• SEITENAUSZUG:
+++++

In der Analyse finden die Autoren durchaus einen Zusammenhang zwischen Netzausbau und digitaler Entwicklung, jedoch bedeute mehr Breitband nicht zwangsweise höhere Entwicklungschancen:

„Vielmehr zeigt der Befund, dass die Breitbandverfügbarkeit zwar als notwendiges, aber eben nicht als hinreichendes Kriterium gelten kann; andernfalls wäre der Befund etwa für das Ruhrgebiet nicht zu erklären.”

In ihrem Fazit erklären die Autoren Netzausbau „als unabdingbar für eine positive Entwicklung von Regionen sowie die gesellschaftliche Teilhabe aller Bürgerinnen und Bürger“. Vor allem bei den Typen 1 bis 4 besteht hier dringend Handlungsbedarf. Gleichzeitig warnen sie, dass der derzeit prominente Ruf nach Netzausbau nicht die Entwicklung von spezifischen Smart-Country-Strategien ersetzen dürfe. Vielmehr noch ginge die Debatte sogar an den Kernthemen solcher Strategien vorbei, zum Beispiel im Hinblick auf den Einsatz neuer Technologien und dem Internet der Dinge.

+++++

• GESPEICHERTE DATEN:
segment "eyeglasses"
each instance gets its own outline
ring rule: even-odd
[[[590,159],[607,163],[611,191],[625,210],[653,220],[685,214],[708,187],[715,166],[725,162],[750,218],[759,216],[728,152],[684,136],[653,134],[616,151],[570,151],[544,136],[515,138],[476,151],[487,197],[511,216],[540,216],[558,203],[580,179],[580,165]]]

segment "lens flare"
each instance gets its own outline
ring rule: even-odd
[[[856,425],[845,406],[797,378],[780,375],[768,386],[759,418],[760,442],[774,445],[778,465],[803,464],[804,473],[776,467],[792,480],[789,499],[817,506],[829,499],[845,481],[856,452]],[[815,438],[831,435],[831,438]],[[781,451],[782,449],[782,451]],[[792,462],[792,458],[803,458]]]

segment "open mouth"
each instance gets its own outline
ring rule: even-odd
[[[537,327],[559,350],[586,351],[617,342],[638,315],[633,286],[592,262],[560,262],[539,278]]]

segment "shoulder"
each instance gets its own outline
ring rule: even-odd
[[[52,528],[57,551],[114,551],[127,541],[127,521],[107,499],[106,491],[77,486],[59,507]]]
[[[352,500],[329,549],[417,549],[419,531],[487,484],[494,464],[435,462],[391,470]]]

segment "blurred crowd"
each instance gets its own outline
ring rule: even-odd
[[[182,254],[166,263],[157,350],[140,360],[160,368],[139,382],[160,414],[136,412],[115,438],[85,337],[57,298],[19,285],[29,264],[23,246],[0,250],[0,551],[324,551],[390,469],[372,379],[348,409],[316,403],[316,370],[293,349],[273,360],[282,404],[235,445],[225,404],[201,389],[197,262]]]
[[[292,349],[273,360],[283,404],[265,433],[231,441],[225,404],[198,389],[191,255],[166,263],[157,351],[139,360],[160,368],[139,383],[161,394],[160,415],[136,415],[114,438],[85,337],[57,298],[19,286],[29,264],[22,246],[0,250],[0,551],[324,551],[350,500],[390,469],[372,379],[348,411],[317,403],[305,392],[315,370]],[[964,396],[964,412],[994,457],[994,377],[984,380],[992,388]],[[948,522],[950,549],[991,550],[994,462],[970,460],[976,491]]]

+++++

• AUFGABENSTELLUNG: Kannst du aus dem Text über den Netzausbau die Passage, die mit „In ihrem Fazit“ anfängt und bis einschließlich „Internet der Dinge.“ weiterläuft, wortgetreu ausgeben?

• ERGEBNIS DER AUFGABE:
In ihrem Fazit erklären die Autoren Netzausbau „als unabdingbar für eine positive Entwicklung von Regionen sowie die gesellschaftliche Teilhabe aller Bürgerinnen und Bürger“. Vor allem bei den Typen 1 bis 4 besteht hier dringend Handlungsbedarf. Gleichzeitig warnen sie, dass der derzeit prominente Ruf nach Netzausbau nicht die Entwicklung von spezifischen Smart-Country-Strategien ersetzen dürfe. Vielmehr noch ginge die Debatte sogar an den Kernthemen solcher Strategien vorbei, zum Beispiel im Hinblick auf den Einsatz neuer Technologien und dem Internet der Dinge.